=== Given instruction ===
Convert every line of the records below into a JSON list of strings, one string per line, with blank lines skipped. Leave the pictures out of the answer.

[Records excerpted from a collection]
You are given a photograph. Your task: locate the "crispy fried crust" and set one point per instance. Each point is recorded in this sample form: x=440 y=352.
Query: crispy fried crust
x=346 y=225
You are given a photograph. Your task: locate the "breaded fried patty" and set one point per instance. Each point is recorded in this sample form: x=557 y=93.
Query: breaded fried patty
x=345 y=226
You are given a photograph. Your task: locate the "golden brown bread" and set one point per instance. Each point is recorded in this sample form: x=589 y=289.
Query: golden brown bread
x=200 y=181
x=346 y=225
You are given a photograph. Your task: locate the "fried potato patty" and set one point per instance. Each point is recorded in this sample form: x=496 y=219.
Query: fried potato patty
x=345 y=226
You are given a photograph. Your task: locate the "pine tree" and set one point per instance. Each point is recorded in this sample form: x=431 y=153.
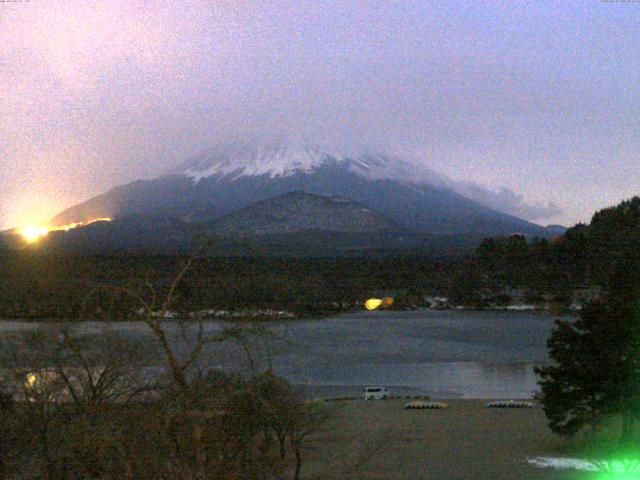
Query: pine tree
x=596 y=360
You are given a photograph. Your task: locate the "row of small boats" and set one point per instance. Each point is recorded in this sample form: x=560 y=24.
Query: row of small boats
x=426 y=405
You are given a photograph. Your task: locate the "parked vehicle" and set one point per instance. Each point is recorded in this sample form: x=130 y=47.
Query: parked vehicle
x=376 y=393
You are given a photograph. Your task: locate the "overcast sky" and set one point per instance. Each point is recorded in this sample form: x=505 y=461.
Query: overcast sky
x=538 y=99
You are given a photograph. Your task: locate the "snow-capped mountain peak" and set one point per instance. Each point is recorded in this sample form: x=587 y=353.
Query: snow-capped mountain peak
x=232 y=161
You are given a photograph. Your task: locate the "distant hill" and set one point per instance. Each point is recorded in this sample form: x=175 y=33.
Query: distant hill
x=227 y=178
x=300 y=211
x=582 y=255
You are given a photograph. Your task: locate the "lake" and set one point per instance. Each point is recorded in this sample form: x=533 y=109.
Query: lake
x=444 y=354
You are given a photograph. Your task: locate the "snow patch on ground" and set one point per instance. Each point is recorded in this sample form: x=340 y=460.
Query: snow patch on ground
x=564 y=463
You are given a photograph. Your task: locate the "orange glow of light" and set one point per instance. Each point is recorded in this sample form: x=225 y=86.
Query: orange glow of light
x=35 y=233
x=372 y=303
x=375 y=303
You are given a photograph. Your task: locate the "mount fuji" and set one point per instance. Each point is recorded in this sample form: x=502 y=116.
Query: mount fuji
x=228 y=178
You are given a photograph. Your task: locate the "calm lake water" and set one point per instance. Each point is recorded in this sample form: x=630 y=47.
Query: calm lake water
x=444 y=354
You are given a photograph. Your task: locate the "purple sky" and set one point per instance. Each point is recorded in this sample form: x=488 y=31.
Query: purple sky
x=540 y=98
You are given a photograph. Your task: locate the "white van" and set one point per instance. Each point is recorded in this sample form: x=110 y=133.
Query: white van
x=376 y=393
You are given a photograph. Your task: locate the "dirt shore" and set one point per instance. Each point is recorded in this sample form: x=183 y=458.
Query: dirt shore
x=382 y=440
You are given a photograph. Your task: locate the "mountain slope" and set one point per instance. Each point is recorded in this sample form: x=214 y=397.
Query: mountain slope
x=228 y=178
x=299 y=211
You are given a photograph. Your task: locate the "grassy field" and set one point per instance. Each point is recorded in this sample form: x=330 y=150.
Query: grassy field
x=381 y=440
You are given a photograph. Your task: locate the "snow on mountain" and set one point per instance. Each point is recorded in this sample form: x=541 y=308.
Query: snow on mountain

=== Result for this task ===
[
  "You are given a photograph. Your task: locate the \"crispy fried crust\" and set one point per instance. Each point is recorded in this sample form: x=440 y=352.",
  "Query: crispy fried crust",
  "x=346 y=225",
  "You are given a photograph. Your task: locate the \"breaded fried patty\" and set one point per instance. Each point is recorded in this sample form: x=557 y=93.",
  "Query: breaded fried patty",
  "x=345 y=226",
  "You are given a photograph. Your task: locate the \"golden brown bread\" and set one point per instance. Each point is recorded in this sample form: x=589 y=289.",
  "Query: golden brown bread",
  "x=200 y=181",
  "x=346 y=225",
  "You are given a photograph. Your task: locate the \"fried potato patty\" and set one point per instance. Each point is recorded in this sample form: x=496 y=219.",
  "Query: fried potato patty",
  "x=345 y=226",
  "You are given a photograph. Your task: locate the \"pine tree\" and set one point per instance. Each point is recorded in this sample form: x=431 y=153.",
  "Query: pine tree",
  "x=596 y=360",
  "You are given a photograph. Your task: locate the \"row of small boats\" and set one point per instance. Each point is recorded in this sample form: x=560 y=24.",
  "Query: row of small boats",
  "x=426 y=405",
  "You are given a photograph. Your task: locate the \"parked vehicle\" and set one point per instance. Each point is recorded in this sample form: x=130 y=47.",
  "Query: parked vehicle",
  "x=376 y=393",
  "You are given a photograph. Your task: locate the \"overcast sky\" and set one point per instance. Each point is recorded in this sample form: x=505 y=461.",
  "Query: overcast sky",
  "x=538 y=99",
  "You are given a photograph. Your task: locate the \"snow-capped mountain peak\" and set one point per instance. Each point is recorded in this sample form: x=587 y=353.",
  "Query: snow-capped mountain peak",
  "x=232 y=161",
  "You are given a photograph. Your task: locate the \"distant hill\" and set one point per instance. Each point is recorded in this sample form: x=175 y=33.",
  "Query: distant hill",
  "x=227 y=178",
  "x=300 y=211",
  "x=582 y=255",
  "You are given a photograph. Your task: locate the \"lake\" and set one point per instance. Each point is recorded in this sample form: x=533 y=109.",
  "Query: lake",
  "x=444 y=354",
  "You are given a photograph. Your task: locate the \"snow patch on ground\" and set one point per instance. Each point is recorded in this sample form: x=340 y=460.",
  "Query: snow patch on ground",
  "x=564 y=463",
  "You are given a photograph. Your task: locate the \"orange glow of light\" and set one point per instance. Each point is recorded in this sample form: x=225 y=86.",
  "Query: orange glow of light",
  "x=35 y=233",
  "x=372 y=303",
  "x=375 y=303",
  "You are given a photograph. Your task: locate the \"mount fuji\" and set one point per instance. Each point is recorded in this sample form: x=502 y=116.",
  "Query: mount fuji",
  "x=228 y=178",
  "You are given a photograph. Your task: locate the \"calm lake water\" and set one point per instance. Each point is recorded in this sample form: x=630 y=47.",
  "Query: calm lake water",
  "x=444 y=354",
  "You are given a photograph. Your task: locate the \"purple sky\" and set one point per instance. Each point is recorded in this sample form: x=488 y=31.",
  "Query: purple sky",
  "x=540 y=98",
  "You are given a photograph. Your task: locate the \"white van\" and set one point per instance. Each point is recorded in this sample form: x=110 y=133.",
  "Query: white van",
  "x=376 y=393",
  "You are given a photograph. Your task: locate the \"dirt shore\" and set one point per instance. Each point is recorded in this sample form: x=183 y=458.",
  "Query: dirt shore",
  "x=382 y=440",
  "You are given a photograph. Your task: locate the \"mountain slope\" and set one point per instance. Each point is recorded in this sample form: x=214 y=397.",
  "Query: mountain slope",
  "x=228 y=178",
  "x=299 y=211",
  "You are given a photograph. Your task: locate the \"grassy field\" and set one point per instance. Each point is recorded in this sample form: x=330 y=150.",
  "Query: grassy field",
  "x=381 y=440",
  "You are given a photograph. Your task: locate the \"snow on mountain\" and set one point per instance. Each point is recorded in this sample form: x=541 y=308.",
  "Query: snow on mountain"
]